## Stored data entries
■ ■ ■ ■ ■

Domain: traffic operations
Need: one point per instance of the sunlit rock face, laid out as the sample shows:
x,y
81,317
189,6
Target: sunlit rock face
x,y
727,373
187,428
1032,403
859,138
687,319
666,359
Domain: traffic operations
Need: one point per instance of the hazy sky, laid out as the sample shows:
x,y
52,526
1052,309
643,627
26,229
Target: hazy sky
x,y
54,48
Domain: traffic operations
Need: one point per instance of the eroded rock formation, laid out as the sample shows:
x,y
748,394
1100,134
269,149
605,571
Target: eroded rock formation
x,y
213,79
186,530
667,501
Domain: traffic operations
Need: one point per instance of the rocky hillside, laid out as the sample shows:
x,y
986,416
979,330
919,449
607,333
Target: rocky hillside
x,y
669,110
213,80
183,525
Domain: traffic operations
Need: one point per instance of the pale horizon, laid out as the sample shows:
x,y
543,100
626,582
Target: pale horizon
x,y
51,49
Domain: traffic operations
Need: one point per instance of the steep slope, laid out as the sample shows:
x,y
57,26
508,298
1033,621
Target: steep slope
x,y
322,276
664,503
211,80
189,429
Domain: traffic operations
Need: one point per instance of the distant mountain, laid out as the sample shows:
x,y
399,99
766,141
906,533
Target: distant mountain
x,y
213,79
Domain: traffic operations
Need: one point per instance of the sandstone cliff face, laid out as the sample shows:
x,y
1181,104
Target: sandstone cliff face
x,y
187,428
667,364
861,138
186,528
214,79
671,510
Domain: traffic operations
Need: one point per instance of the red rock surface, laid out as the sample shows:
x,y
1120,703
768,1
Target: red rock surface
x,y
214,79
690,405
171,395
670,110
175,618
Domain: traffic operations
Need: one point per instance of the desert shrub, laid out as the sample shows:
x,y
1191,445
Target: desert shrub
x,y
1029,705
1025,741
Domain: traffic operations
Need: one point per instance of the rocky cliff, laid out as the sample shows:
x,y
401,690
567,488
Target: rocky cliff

■ ■ ■ ■ ■

## Directions for this task
Write down exactly the line with "Target: desert shrub", then each line after it through the end of the data.

## Response area
Target: desert shrub
x,y
1029,705
1025,741
Domain: traffic operations
Need: one point per instance of the rocky cliff, laid out as the sample shows:
x,y
401,690
567,488
Target: rocky cliff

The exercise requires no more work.